RECORDS FOR THIS TASK -
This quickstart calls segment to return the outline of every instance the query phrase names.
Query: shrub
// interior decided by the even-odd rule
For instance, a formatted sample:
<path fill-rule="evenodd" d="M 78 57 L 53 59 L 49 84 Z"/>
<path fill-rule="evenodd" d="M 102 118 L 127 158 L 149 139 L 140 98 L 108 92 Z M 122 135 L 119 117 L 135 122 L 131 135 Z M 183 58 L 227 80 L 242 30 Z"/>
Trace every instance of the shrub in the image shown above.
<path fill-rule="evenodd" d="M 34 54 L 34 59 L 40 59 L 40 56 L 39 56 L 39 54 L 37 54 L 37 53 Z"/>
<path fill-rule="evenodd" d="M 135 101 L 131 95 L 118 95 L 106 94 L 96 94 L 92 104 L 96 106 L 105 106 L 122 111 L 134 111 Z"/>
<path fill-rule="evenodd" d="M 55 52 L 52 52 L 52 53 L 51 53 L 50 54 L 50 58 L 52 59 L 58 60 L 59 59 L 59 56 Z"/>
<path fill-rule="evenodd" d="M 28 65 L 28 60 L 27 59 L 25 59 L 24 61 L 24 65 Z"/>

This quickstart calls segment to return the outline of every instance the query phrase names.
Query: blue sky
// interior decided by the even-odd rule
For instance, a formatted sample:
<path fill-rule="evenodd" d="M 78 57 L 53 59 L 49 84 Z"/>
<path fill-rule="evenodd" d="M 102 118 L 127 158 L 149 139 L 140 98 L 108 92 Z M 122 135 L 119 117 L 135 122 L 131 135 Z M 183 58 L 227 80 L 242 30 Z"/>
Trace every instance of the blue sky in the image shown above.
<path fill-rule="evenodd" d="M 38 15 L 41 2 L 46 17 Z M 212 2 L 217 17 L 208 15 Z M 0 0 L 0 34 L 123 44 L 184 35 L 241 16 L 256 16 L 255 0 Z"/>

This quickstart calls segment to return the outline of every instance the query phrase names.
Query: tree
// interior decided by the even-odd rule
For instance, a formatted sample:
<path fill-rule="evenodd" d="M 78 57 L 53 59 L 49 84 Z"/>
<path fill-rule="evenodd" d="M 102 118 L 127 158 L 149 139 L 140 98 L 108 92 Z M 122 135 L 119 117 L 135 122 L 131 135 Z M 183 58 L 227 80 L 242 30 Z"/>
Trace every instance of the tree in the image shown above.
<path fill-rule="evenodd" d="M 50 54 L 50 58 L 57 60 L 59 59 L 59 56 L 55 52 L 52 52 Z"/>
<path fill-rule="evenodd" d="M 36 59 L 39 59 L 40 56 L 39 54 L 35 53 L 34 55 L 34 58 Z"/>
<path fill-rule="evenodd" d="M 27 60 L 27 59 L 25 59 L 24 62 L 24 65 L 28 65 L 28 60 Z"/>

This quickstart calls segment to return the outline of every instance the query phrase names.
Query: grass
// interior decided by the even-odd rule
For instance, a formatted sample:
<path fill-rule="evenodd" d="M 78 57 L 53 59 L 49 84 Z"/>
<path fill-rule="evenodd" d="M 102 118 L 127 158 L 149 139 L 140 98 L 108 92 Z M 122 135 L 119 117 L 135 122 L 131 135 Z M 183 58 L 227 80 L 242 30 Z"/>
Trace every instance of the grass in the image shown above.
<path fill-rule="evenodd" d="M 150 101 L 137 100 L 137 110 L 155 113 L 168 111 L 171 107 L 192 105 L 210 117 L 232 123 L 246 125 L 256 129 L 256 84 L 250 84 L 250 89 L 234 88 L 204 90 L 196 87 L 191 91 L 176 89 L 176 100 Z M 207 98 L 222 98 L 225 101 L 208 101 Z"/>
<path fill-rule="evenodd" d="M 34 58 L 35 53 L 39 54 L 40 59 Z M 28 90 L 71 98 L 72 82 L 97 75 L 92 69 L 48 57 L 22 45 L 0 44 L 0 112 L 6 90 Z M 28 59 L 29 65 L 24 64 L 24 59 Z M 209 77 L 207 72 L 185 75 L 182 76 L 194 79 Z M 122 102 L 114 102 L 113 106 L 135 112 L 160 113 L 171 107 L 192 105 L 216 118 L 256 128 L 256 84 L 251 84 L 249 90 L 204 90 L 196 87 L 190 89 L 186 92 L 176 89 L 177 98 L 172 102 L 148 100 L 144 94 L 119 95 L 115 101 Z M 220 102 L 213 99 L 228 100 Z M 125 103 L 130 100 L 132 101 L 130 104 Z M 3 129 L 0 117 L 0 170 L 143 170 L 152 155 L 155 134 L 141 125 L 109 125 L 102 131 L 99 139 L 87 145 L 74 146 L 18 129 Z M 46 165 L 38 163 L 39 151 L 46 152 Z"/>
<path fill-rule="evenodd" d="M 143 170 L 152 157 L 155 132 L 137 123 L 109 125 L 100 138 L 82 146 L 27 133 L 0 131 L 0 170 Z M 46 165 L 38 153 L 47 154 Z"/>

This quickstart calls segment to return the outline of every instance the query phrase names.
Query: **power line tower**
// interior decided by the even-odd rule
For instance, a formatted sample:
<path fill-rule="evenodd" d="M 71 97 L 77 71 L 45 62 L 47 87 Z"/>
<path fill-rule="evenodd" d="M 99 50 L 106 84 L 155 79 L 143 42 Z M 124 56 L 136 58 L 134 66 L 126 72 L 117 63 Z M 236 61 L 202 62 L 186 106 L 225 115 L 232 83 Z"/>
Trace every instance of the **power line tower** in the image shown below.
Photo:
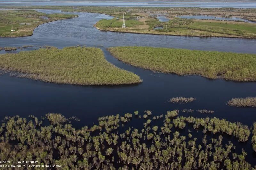
<path fill-rule="evenodd" d="M 122 26 L 122 28 L 126 28 L 126 27 L 125 26 L 125 23 L 124 22 L 124 16 L 123 17 L 123 25 Z"/>

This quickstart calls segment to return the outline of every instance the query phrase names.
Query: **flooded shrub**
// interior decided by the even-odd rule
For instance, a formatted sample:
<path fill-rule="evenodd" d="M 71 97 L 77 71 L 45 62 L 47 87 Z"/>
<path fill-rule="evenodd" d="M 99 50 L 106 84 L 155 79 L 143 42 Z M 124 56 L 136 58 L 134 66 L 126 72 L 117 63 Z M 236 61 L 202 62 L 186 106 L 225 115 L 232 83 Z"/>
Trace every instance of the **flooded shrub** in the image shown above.
<path fill-rule="evenodd" d="M 245 151 L 236 150 L 231 141 L 227 141 L 230 138 L 223 140 L 221 135 L 245 142 L 250 134 L 247 126 L 216 118 L 173 119 L 178 114 L 177 110 L 167 112 L 159 126 L 150 119 L 146 122 L 138 120 L 145 123 L 141 129 L 127 127 L 128 124 L 119 128 L 121 120 L 129 118 L 119 115 L 99 117 L 99 125 L 81 129 L 58 123 L 62 121 L 55 120 L 62 118 L 56 117 L 64 117 L 59 114 L 46 115 L 46 118 L 55 120 L 56 123 L 51 124 L 36 123 L 44 119 L 33 115 L 28 119 L 6 116 L 0 126 L 0 157 L 6 160 L 35 160 L 38 165 L 47 162 L 67 169 L 164 169 L 169 166 L 170 169 L 253 169 L 245 160 Z M 195 129 L 184 133 L 180 129 L 188 123 Z M 215 135 L 198 133 L 201 127 Z M 197 137 L 202 133 L 202 140 L 193 138 L 192 133 Z"/>
<path fill-rule="evenodd" d="M 181 96 L 177 97 L 173 97 L 169 100 L 169 102 L 178 103 L 186 103 L 192 102 L 196 100 L 193 97 L 185 97 Z"/>
<path fill-rule="evenodd" d="M 193 113 L 194 112 L 194 110 L 191 109 L 183 109 L 181 111 L 183 113 Z"/>
<path fill-rule="evenodd" d="M 214 113 L 214 111 L 211 110 L 206 110 L 206 109 L 200 109 L 196 110 L 198 112 L 200 113 L 212 114 Z"/>
<path fill-rule="evenodd" d="M 52 124 L 56 124 L 58 123 L 65 123 L 67 121 L 67 119 L 61 114 L 48 113 L 45 115 L 47 119 Z"/>

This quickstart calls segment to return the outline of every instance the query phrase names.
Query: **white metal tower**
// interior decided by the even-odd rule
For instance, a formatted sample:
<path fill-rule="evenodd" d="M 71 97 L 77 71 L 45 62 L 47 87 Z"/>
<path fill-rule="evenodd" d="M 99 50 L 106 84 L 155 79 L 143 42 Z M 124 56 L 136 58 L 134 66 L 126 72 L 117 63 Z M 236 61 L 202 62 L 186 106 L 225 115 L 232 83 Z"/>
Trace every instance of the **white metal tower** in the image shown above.
<path fill-rule="evenodd" d="M 125 23 L 124 22 L 124 14 L 123 18 L 123 25 L 122 26 L 122 28 L 126 28 Z"/>

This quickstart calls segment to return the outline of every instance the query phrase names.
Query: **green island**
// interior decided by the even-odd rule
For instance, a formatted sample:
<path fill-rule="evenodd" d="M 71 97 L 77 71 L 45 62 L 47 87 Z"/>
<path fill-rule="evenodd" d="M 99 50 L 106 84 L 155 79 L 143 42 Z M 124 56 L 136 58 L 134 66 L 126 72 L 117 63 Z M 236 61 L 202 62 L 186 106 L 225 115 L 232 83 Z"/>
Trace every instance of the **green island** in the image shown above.
<path fill-rule="evenodd" d="M 256 97 L 233 98 L 227 104 L 230 106 L 235 107 L 256 107 Z"/>
<path fill-rule="evenodd" d="M 34 29 L 41 24 L 78 16 L 62 14 L 47 14 L 32 10 L 0 10 L 0 37 L 31 35 Z M 14 31 L 12 31 L 12 28 Z"/>
<path fill-rule="evenodd" d="M 140 119 L 138 111 L 107 116 L 80 129 L 71 124 L 77 118 L 59 114 L 41 119 L 6 116 L 0 126 L 0 156 L 15 160 L 12 165 L 33 160 L 36 165 L 61 166 L 57 169 L 255 169 L 245 160 L 243 149 L 224 140 L 228 136 L 248 141 L 251 131 L 247 126 L 215 117 L 179 116 L 179 112 L 168 111 L 153 120 L 149 111 L 147 119 Z M 134 119 L 139 119 L 141 128 L 127 127 Z"/>
<path fill-rule="evenodd" d="M 20 9 L 24 7 L 0 7 L 4 9 Z M 111 15 L 115 18 L 100 20 L 94 25 L 99 29 L 109 31 L 179 36 L 256 38 L 255 23 L 236 20 L 218 20 L 217 18 L 196 19 L 178 18 L 182 15 L 203 15 L 226 18 L 237 17 L 255 22 L 256 10 L 253 8 L 50 6 L 27 7 L 27 9 L 57 9 L 65 12 L 93 12 Z M 125 28 L 122 28 L 123 14 L 126 25 Z M 167 22 L 160 21 L 156 18 L 159 15 L 171 20 Z M 154 29 L 159 27 L 163 29 Z"/>
<path fill-rule="evenodd" d="M 256 55 L 142 47 L 111 47 L 108 50 L 125 63 L 178 75 L 211 79 L 256 81 Z"/>
<path fill-rule="evenodd" d="M 0 55 L 0 68 L 17 76 L 46 82 L 81 85 L 137 83 L 137 75 L 117 68 L 95 48 L 51 48 Z"/>

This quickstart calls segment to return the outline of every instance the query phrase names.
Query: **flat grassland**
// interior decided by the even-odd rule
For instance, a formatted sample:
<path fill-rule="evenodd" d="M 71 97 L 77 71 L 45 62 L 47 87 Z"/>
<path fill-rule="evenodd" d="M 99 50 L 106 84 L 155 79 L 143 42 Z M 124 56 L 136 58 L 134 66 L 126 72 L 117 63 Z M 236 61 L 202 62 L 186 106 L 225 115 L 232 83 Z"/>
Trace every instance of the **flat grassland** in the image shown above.
<path fill-rule="evenodd" d="M 256 81 L 255 54 L 139 47 L 108 50 L 125 63 L 154 71 L 211 79 Z"/>
<path fill-rule="evenodd" d="M 31 10 L 0 10 L 0 37 L 31 35 L 34 29 L 42 24 L 77 16 L 62 14 L 47 15 Z M 44 19 L 44 17 L 47 18 Z M 11 30 L 12 23 L 15 30 L 12 32 Z"/>
<path fill-rule="evenodd" d="M 17 9 L 22 6 L 1 6 L 4 9 Z M 179 36 L 256 38 L 256 24 L 212 20 L 188 19 L 177 16 L 204 15 L 224 18 L 237 17 L 256 21 L 256 9 L 232 8 L 117 7 L 61 6 L 31 6 L 31 9 L 60 10 L 64 11 L 85 12 L 102 13 L 115 17 L 115 21 L 106 19 L 95 25 L 98 28 L 107 31 L 139 33 Z M 126 28 L 122 28 L 123 14 L 125 15 Z M 160 21 L 157 15 L 171 19 Z M 111 23 L 110 25 L 106 23 Z M 163 29 L 154 30 L 162 26 Z"/>
<path fill-rule="evenodd" d="M 256 24 L 254 23 L 177 17 L 167 22 L 163 22 L 156 18 L 144 16 L 139 18 L 139 21 L 126 20 L 126 23 L 128 26 L 122 28 L 122 23 L 115 19 L 101 20 L 95 26 L 99 29 L 107 31 L 144 34 L 256 38 Z M 130 24 L 131 22 L 133 24 Z M 163 29 L 154 29 L 159 27 Z"/>
<path fill-rule="evenodd" d="M 142 81 L 108 62 L 100 49 L 40 49 L 0 55 L 0 68 L 46 82 L 84 85 L 120 85 Z"/>

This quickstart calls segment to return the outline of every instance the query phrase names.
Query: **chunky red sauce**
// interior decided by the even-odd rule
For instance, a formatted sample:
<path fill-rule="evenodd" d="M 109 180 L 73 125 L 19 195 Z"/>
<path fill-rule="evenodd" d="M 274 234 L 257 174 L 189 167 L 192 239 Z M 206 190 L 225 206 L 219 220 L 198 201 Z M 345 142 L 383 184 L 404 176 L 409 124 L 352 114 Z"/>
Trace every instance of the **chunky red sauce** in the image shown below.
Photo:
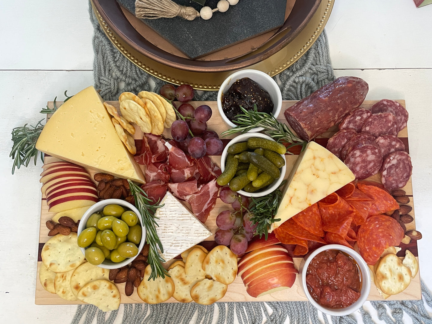
<path fill-rule="evenodd" d="M 306 283 L 312 298 L 324 307 L 343 308 L 360 297 L 358 267 L 351 258 L 336 250 L 323 251 L 312 259 Z"/>

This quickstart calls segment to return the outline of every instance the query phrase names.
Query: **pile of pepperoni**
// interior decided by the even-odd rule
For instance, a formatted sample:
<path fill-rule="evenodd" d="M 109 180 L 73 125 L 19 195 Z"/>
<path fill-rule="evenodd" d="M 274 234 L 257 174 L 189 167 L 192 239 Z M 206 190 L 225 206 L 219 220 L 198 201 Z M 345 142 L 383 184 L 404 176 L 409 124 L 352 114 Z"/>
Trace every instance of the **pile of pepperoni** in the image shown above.
<path fill-rule="evenodd" d="M 378 172 L 388 190 L 403 187 L 411 176 L 411 159 L 397 133 L 407 126 L 407 110 L 396 101 L 383 99 L 370 110 L 359 108 L 339 124 L 327 149 L 343 161 L 357 179 Z"/>
<path fill-rule="evenodd" d="M 403 237 L 400 225 L 384 213 L 399 204 L 384 189 L 371 183 L 350 183 L 301 212 L 274 230 L 284 244 L 295 245 L 295 255 L 310 247 L 341 244 L 353 248 L 374 264 L 384 250 L 398 245 Z"/>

YOUR TASK - Rewrite the material from its start through the line containing "212 2 L 217", inclusive, as a two-column CSV with the header prompt_text,answer_text and one row for each piece of material. Enclose every field in double quotes, and replace the line breaks inside each field with spaces.

EXPECTED ANSWER -
prompt_text,answer_text
"This quickstart calls segment to return the outline of every instance the query phrase names. Query: shrub // interior decided by the even-odd rule For instance, a formatted sample: <path fill-rule=""evenodd"" d=""M 78 57 L 53 59 L 49 84 Z""/> <path fill-rule=""evenodd"" d=""M 102 118 L 127 158 L 149 139 L 140 98 L 108 92 Z M 122 135 L 119 117 L 135 122 L 131 135 Z M 183 58 L 227 80 L 242 30 Z""/> Trace every instance of the shrub in the image shown above.","<path fill-rule=""evenodd"" d=""M 34 54 L 34 59 L 40 59 L 40 56 L 39 56 L 39 54 L 37 54 L 37 53 Z""/> <path fill-rule=""evenodd"" d=""M 135 101 L 131 95 L 118 95 L 106 94 L 96 94 L 92 104 L 96 106 L 105 106 L 122 111 L 134 111 Z""/> <path fill-rule=""evenodd"" d=""M 55 52 L 52 52 L 52 53 L 51 53 L 50 54 L 50 58 L 52 59 L 58 60 L 59 59 L 59 56 Z""/> <path fill-rule=""evenodd"" d=""M 28 65 L 28 60 L 27 59 L 25 59 L 24 61 L 24 65 Z""/>"
"This quickstart calls segment to return the outline of every instance the query phrase names. Query: blue sky // interior decided by the even-odd rule For instance, a formatted sample: <path fill-rule=""evenodd"" d=""M 78 57 L 53 59 L 49 84 Z""/> <path fill-rule=""evenodd"" d=""M 102 118 L 127 158 L 149 139 L 140 98 L 108 92 Z M 122 135 L 119 117 L 135 122 L 131 135 Z M 183 58 L 227 80 L 242 30 Z""/> Trace every instance of the blue sky in the image shown above.","<path fill-rule=""evenodd"" d=""M 38 15 L 41 2 L 46 17 Z M 212 2 L 217 17 L 208 15 Z M 0 0 L 0 34 L 123 44 L 184 35 L 241 16 L 256 16 L 255 0 Z""/>"